O dono da casa reflete sobre o acontecido. Ele pensa que há algumas possibilidades para resolver o problema. Pode não convidar mais ninguém e ficar solitário ao lado da obra de arte que comprou. Também pode escolher os convidados entre os melhores, optando por uma aristocracia cultural evitando a maioria das pessoas. Então favoreceria uma elite.  Seria razoável também, dependendo da coragem do dono casa, continuar convidando a todos e tomando precauções extras para não ser atingido por possíveis agressões. Então, socializaria com todos o deleite com a obra de arte.

 

Ora, quando envio minhas postagens, com certeza são convites para que minha “casa” virtual seja visitada. Quero mostrar minhas obras de arte. Mas o respeito que todos devem ao anfitrião esta em desuso. Ao menos esta é minha experiência pessoal.

 

Muitos me visitam. Mas arrombam a porta, ofendem o dono da casa, chutam tudo, deixam pichações horríveis... e pouco usufruem do que é oferecido.

 

Não, não quero que concordem com o que encontram na minha “casa”. Apenas respeitem, usufruam, discutam, acomodem-se confortavelmente e se sirvam do que é modestamente oferecido. Aprendam e ensinem. Concordem e discordem. Então o tapete de “boas-vindas” lá permanecerá.

> **Amostra dos dados**:
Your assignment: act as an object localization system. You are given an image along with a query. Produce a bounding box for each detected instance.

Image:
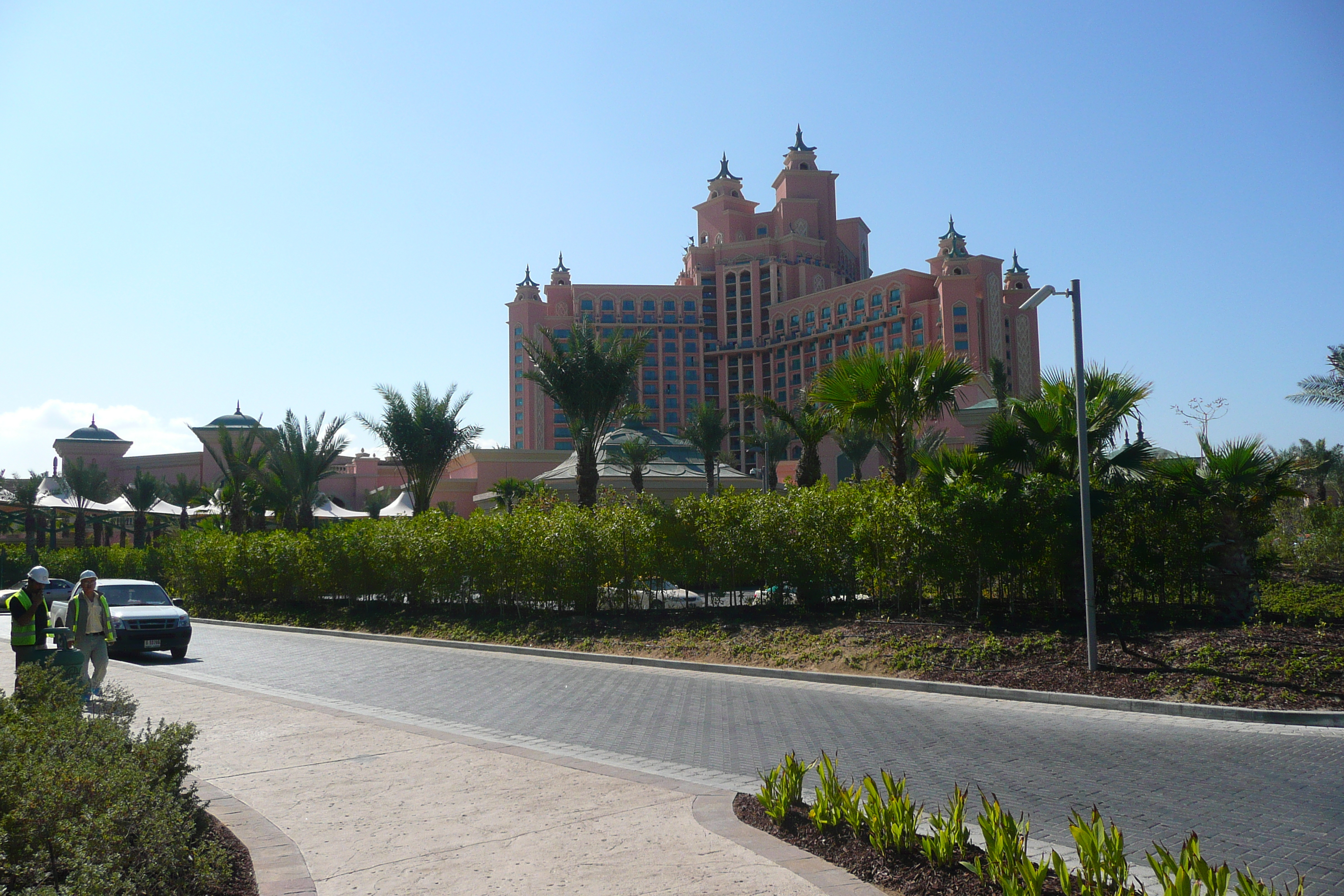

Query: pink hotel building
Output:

> **Enunciado da tarefa**:
Responda com base no trecho do texto:
1. Qual é a primeira possibilidade que o dono da casa considera para resolver o problema?
2. O que o autor diz querer mostrar ao enviar suas postagens?
3. O que fazem muitos dos que visitam a "casa" do autor?

> **Resultado do exercício**:
1. Não convidar mais ninguém e ficar solitário ao lado da obra de arte que comprou.
2. Suas obras de arte.
3. Arrombam a porta, ofendem o dono da casa, chutam tudo, deixam pichações horríveis e pouco usufruem do que é oferecido.